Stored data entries
--*--
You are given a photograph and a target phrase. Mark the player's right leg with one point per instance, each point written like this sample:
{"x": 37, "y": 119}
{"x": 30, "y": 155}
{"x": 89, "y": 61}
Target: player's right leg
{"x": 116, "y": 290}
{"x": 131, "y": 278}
--*--
-- YOUR INSTRUCTIONS --
Output the records in full, exactly.

-- SOLUTION TO THE EXERCISE --
You are given a photograph and a target phrase. Mark the player's right leg with one point per instance, each point written like this sample:
{"x": 37, "y": 119}
{"x": 30, "y": 155}
{"x": 89, "y": 61}
Target: player's right leg
{"x": 116, "y": 290}
{"x": 131, "y": 278}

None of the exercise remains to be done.